Entries from an annotation dataset
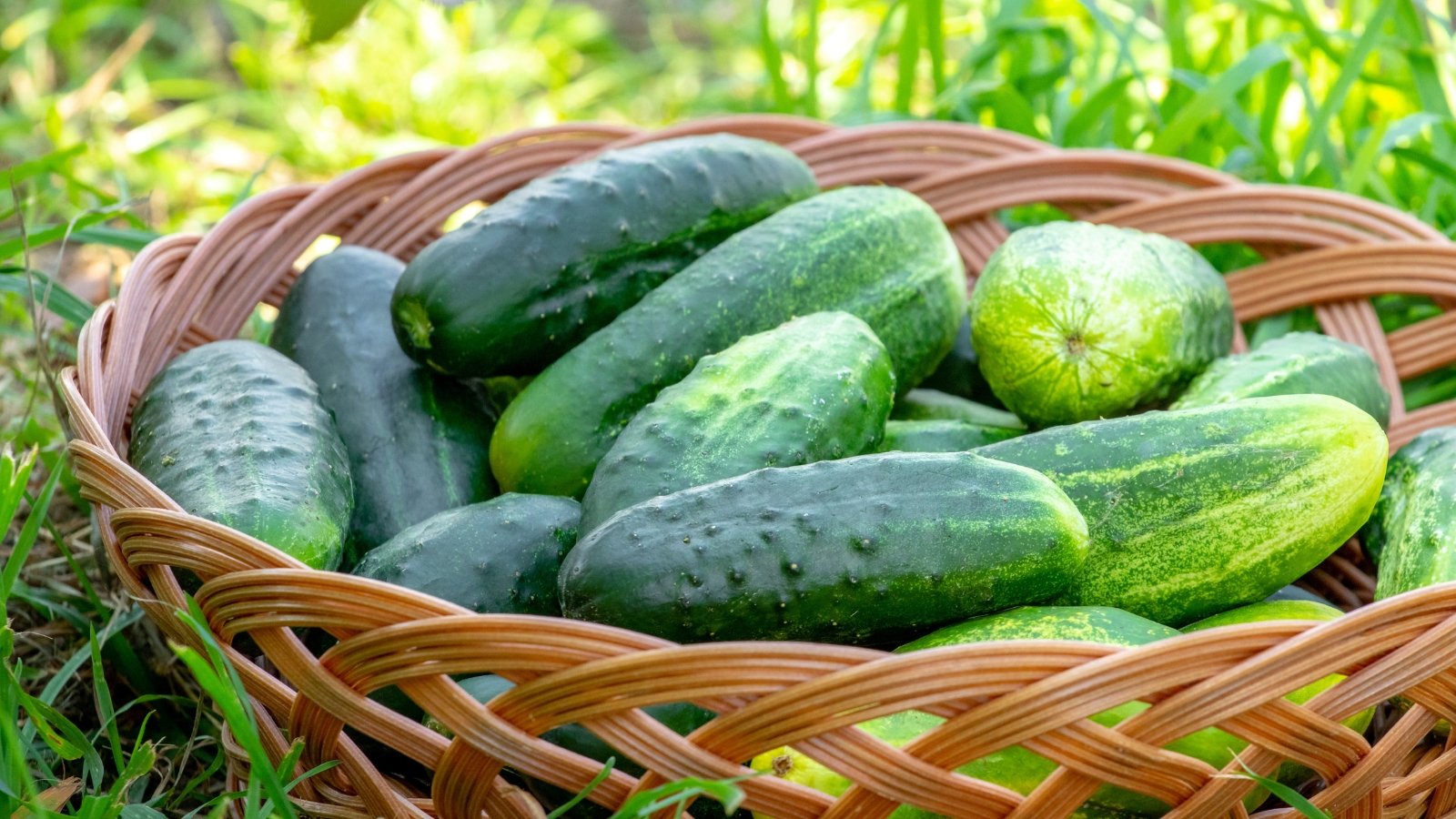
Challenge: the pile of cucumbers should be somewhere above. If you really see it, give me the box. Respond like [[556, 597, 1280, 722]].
[[129, 134, 1456, 816]]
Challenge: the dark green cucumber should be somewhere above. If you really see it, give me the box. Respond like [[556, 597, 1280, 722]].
[[976, 395, 1386, 625], [490, 188, 966, 495], [269, 247, 495, 565], [920, 317, 1002, 408], [1172, 332, 1390, 427], [879, 421, 1022, 451], [561, 451, 1087, 642], [1361, 427, 1456, 592], [128, 339, 354, 570], [970, 221, 1233, 427], [890, 389, 1026, 428], [393, 134, 818, 376], [354, 494, 581, 615], [581, 312, 895, 532]]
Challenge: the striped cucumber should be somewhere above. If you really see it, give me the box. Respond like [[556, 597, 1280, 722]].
[[976, 395, 1388, 625]]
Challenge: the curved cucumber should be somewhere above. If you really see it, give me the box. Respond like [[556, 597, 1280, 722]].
[[393, 134, 818, 376], [879, 421, 1022, 451], [490, 188, 966, 495], [561, 451, 1087, 642], [1361, 427, 1456, 592], [128, 339, 354, 570], [581, 312, 895, 532], [970, 221, 1233, 427], [354, 494, 581, 615], [890, 389, 1026, 428], [976, 395, 1388, 625], [269, 247, 495, 565], [1172, 332, 1390, 427]]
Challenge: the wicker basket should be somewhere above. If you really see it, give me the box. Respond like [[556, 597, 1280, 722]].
[[63, 116, 1456, 819]]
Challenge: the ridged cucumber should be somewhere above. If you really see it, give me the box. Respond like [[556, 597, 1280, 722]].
[[1361, 427, 1456, 592], [976, 395, 1388, 625], [269, 247, 495, 565], [490, 188, 966, 495], [128, 339, 354, 570], [561, 451, 1087, 642], [970, 221, 1233, 427], [879, 421, 1022, 451], [354, 494, 581, 615], [890, 388, 1026, 430], [581, 312, 895, 532], [1172, 332, 1390, 427], [393, 134, 818, 376]]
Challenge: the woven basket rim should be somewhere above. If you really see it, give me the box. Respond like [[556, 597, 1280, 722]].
[[60, 116, 1456, 817]]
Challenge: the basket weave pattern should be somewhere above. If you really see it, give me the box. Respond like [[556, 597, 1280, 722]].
[[61, 116, 1456, 819]]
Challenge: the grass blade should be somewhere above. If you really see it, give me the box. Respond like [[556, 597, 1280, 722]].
[[1148, 41, 1289, 156]]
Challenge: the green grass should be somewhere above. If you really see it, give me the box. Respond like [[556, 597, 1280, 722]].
[[8, 0, 1456, 819]]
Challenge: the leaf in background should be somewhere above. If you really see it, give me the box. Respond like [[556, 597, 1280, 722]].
[[0, 265, 96, 327], [300, 0, 369, 46], [1228, 759, 1330, 819], [1148, 41, 1289, 156]]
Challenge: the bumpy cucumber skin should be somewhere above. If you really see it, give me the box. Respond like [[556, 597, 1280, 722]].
[[895, 606, 1178, 654], [393, 134, 818, 376], [920, 317, 1002, 408], [1170, 332, 1390, 427], [890, 388, 1026, 430], [970, 221, 1233, 427], [581, 312, 896, 532], [490, 188, 966, 495], [976, 395, 1388, 625], [1361, 427, 1456, 592], [561, 451, 1087, 642], [269, 247, 495, 565], [354, 494, 581, 615], [128, 339, 354, 570], [879, 421, 1022, 451]]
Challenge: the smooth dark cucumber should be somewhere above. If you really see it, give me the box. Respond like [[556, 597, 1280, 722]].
[[490, 188, 966, 495], [561, 451, 1087, 642], [269, 247, 495, 565], [581, 312, 895, 532], [976, 395, 1388, 625], [920, 317, 1002, 408], [890, 388, 1026, 428], [1361, 427, 1456, 599], [879, 421, 1022, 451], [128, 339, 354, 570], [1172, 332, 1390, 427], [393, 134, 818, 376], [354, 494, 581, 615]]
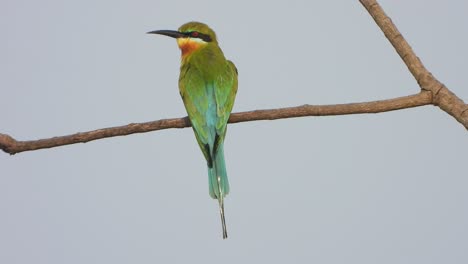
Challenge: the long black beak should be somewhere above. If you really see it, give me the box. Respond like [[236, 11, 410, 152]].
[[147, 30, 187, 38]]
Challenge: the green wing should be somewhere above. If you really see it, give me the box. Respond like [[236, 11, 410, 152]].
[[179, 61, 237, 166], [215, 60, 237, 139]]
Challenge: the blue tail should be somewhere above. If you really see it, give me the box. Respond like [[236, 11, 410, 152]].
[[208, 143, 229, 201], [208, 142, 229, 239]]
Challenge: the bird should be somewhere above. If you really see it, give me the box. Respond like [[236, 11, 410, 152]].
[[148, 22, 238, 239]]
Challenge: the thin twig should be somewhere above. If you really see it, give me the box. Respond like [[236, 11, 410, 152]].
[[0, 0, 468, 154], [0, 92, 432, 154], [360, 0, 468, 129]]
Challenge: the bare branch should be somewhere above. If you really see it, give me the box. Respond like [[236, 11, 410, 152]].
[[0, 0, 468, 154], [0, 92, 432, 154], [360, 0, 468, 129]]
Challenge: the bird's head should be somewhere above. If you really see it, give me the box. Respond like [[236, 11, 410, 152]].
[[148, 22, 218, 57]]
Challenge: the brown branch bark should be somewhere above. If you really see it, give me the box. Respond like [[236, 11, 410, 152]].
[[360, 0, 468, 129], [0, 92, 432, 154], [0, 0, 468, 154]]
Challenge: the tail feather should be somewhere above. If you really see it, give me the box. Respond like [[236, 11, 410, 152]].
[[208, 143, 229, 238]]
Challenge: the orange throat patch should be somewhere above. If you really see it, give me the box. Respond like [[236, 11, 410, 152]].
[[177, 38, 206, 58]]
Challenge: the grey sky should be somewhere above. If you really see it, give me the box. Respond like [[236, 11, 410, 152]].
[[0, 0, 468, 264]]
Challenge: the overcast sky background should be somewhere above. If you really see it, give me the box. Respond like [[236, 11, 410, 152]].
[[0, 0, 468, 264]]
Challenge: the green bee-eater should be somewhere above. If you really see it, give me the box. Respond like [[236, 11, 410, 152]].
[[148, 22, 237, 238]]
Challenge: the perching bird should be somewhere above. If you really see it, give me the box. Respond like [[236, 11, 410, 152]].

**Problem description**
Reproduce the data above, swapping every "Challenge" for "Query" and keeping everything else unchanged. Omit the pictures.

**Full response**
Query: the pile of cucumbers should be somewhere above. If you really see it, give me the box. Respond like [[556, 597, 1280, 722]].
[[129, 134, 1456, 816]]
Query: the dark green cucumber should be somewhere above. If you really see it, give me the box. Respond like [[556, 597, 1280, 722]].
[[976, 395, 1386, 625], [490, 188, 966, 495], [269, 247, 495, 565], [920, 317, 1002, 408], [1172, 332, 1390, 427], [879, 421, 1022, 451], [561, 451, 1087, 642], [1361, 427, 1456, 592], [128, 339, 354, 570], [970, 221, 1233, 427], [890, 389, 1026, 428], [393, 134, 818, 376], [354, 494, 581, 615], [581, 312, 895, 532]]
Query: the striped cucumber should be somewhere above. If you really see it, give me the box. Respond like [[556, 597, 1280, 722]].
[[976, 395, 1388, 625]]
Query: the curved cucumber should be somewhere above. If you really see it, give me the box. Respond like [[556, 597, 1280, 722]].
[[393, 134, 818, 376], [879, 421, 1022, 451], [490, 188, 966, 495], [561, 451, 1087, 642], [1361, 427, 1456, 592], [128, 339, 354, 570], [581, 312, 895, 532], [970, 221, 1233, 427], [354, 494, 581, 615], [890, 389, 1026, 428], [976, 395, 1388, 625], [269, 247, 495, 565], [1172, 332, 1390, 427]]
Query: the wicker basket should be somewhere above. If you really see it, give me the box. Respond like [[556, 597, 1280, 722]].
[[63, 116, 1456, 819]]
Query: the ridged cucumber should be somewhere above. If you really see it, give me the box. Respond like [[556, 597, 1280, 722]].
[[1361, 427, 1456, 592], [976, 395, 1388, 625], [269, 247, 495, 565], [490, 188, 966, 495], [128, 339, 354, 570], [561, 451, 1087, 642], [970, 221, 1233, 427], [879, 421, 1022, 451], [354, 494, 581, 615], [890, 388, 1026, 430], [581, 312, 895, 532], [1172, 332, 1390, 427], [393, 134, 818, 376]]
Query: the woven basket rim should be somewhere above. If you really see it, give me the box. Respond like [[556, 597, 1280, 722]].
[[60, 116, 1456, 817]]
Query: the basket weave pattern should be somewhere above. If you really see it, give me the box. Respond like [[556, 597, 1280, 722]].
[[61, 116, 1456, 819]]
Query: the grass blade should be somewhere above. If you really see it, give me the box. Respond like [[556, 597, 1280, 722]].
[[1148, 41, 1289, 156]]
Query: the green grass should be somewhere above. If you really see it, give me the box. Respond like [[556, 597, 1280, 722]].
[[8, 0, 1456, 819]]
Query: the leaf in background should be somewhere above. If you really see it, give me the box. Respond like [[556, 597, 1280, 722]].
[[0, 265, 96, 327], [300, 0, 369, 46], [1228, 759, 1330, 819], [1148, 41, 1289, 156]]
Query: the bumpy cucumber skin should be somewhere above. If you really see it, give me the box. Respond like [[556, 597, 1280, 722]].
[[895, 606, 1178, 654], [393, 134, 818, 376], [920, 317, 1002, 408], [1170, 332, 1390, 427], [890, 388, 1026, 430], [970, 221, 1233, 427], [581, 312, 896, 532], [490, 188, 966, 495], [976, 395, 1388, 625], [1361, 427, 1456, 592], [561, 451, 1087, 642], [269, 247, 495, 565], [354, 494, 581, 615], [128, 339, 354, 570], [879, 421, 1022, 451]]
Query: the smooth dark cucumber should be somewhere above. If you really see it, give me the box. Respond like [[556, 597, 1280, 722]].
[[490, 188, 966, 495], [561, 451, 1087, 642], [269, 247, 495, 565], [581, 312, 895, 532], [976, 395, 1388, 625], [920, 317, 1002, 408], [890, 388, 1026, 428], [1361, 427, 1456, 599], [879, 421, 1022, 451], [128, 339, 354, 570], [1172, 332, 1390, 427], [393, 134, 818, 376], [354, 494, 581, 615]]
Query: the long black beak should be somewhere above. If you really see it, give me the box. Respond like [[236, 11, 410, 152]].
[[147, 30, 187, 38]]
Query: the green wing should be somewhere above. If you really see it, give me the box. Respond like [[236, 11, 410, 152]].
[[179, 61, 237, 166], [215, 60, 237, 139]]
Query: the blue tail should be somewhere above. If you really see it, give me the box. Respond like [[236, 11, 410, 152]].
[[208, 143, 229, 201], [208, 142, 229, 239]]
Query: the bird should be somewhere above. If you really see it, give me the box. Respond like [[236, 11, 410, 152]].
[[148, 22, 238, 239]]
Query: the thin twig should be somewhere above. If you really see it, give me the box. Respond like [[236, 11, 410, 152]].
[[0, 0, 468, 154], [0, 92, 432, 154], [360, 0, 468, 129]]
Query: the bare branch should be somewhere above. If you really see it, give me the box. Respond like [[236, 11, 410, 152]].
[[0, 0, 468, 154], [0, 92, 432, 154], [360, 0, 468, 129]]
Query: the bird's head should be somewhere above. If you really see it, give me the box. Respond like [[236, 11, 410, 152]].
[[148, 22, 218, 57]]
Query: the brown branch bark should be somewhere above. If you really see it, give me the box. Respond like [[236, 11, 410, 152]].
[[360, 0, 468, 129], [0, 92, 432, 154], [0, 0, 468, 154]]
Query: the tail feather should be somewhere above. If you really see it, give me the box. Respond like [[236, 11, 410, 152]].
[[208, 143, 229, 238]]
Query: the orange throat patch should be somewhere above. If you really see it, give me the box. Respond like [[236, 11, 410, 152]].
[[177, 38, 206, 58]]
Query: the grey sky should be somewhere above. If you really see it, give me the box. Respond like [[236, 11, 410, 152]].
[[0, 0, 468, 264]]
Query: the overcast sky background should be somewhere above. If you really see it, give me the box. Respond like [[236, 11, 410, 152]].
[[0, 0, 468, 264]]
Query: the green bee-eater should be somewhere above. If you really see it, give me the box. Respond like [[236, 11, 410, 152]].
[[148, 22, 237, 238]]
Query: the perching bird should be somewhere above. If you really see it, give me the box. Respond like [[236, 11, 410, 152]].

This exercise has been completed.